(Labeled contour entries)
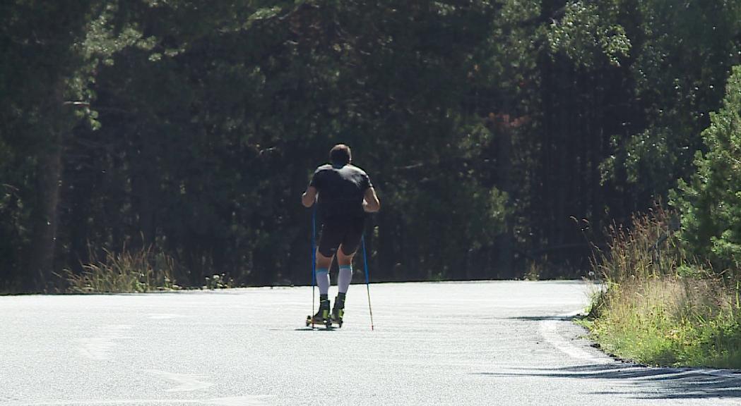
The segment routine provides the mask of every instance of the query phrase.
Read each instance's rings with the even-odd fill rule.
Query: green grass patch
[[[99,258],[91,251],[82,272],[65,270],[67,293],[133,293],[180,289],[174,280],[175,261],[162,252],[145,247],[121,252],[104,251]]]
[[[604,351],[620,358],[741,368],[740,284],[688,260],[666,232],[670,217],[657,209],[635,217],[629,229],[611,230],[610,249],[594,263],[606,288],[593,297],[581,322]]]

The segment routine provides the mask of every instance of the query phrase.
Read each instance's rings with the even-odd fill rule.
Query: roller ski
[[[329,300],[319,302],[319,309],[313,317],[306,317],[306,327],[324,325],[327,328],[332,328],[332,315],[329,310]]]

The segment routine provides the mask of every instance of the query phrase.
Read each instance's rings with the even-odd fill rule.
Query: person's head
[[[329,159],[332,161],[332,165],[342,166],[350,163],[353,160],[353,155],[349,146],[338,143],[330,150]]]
* * *
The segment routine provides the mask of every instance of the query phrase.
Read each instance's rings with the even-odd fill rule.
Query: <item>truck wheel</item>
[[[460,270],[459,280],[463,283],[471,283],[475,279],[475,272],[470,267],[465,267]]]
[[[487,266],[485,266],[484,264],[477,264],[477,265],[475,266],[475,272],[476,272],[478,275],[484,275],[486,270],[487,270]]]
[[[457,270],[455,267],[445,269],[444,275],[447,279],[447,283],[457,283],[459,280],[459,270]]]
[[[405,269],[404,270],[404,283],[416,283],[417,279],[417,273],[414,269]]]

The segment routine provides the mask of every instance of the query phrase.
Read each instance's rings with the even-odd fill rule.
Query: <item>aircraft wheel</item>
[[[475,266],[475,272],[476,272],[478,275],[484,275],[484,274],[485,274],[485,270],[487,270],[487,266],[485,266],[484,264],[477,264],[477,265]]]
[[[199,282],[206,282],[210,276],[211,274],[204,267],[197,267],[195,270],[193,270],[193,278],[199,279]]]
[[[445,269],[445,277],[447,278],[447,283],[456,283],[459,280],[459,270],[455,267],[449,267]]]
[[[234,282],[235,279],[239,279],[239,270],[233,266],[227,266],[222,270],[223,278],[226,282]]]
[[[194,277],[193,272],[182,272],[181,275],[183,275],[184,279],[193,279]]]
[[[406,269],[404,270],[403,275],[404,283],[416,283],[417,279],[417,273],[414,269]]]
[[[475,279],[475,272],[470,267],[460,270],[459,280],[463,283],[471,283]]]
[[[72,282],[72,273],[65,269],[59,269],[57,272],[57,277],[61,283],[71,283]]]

**EXERCISE DETAILS**: Count the lines in the entries above that contain the string "item", matching case exactly, and give only the number.

**RESPONSE TO THE TASK**: 2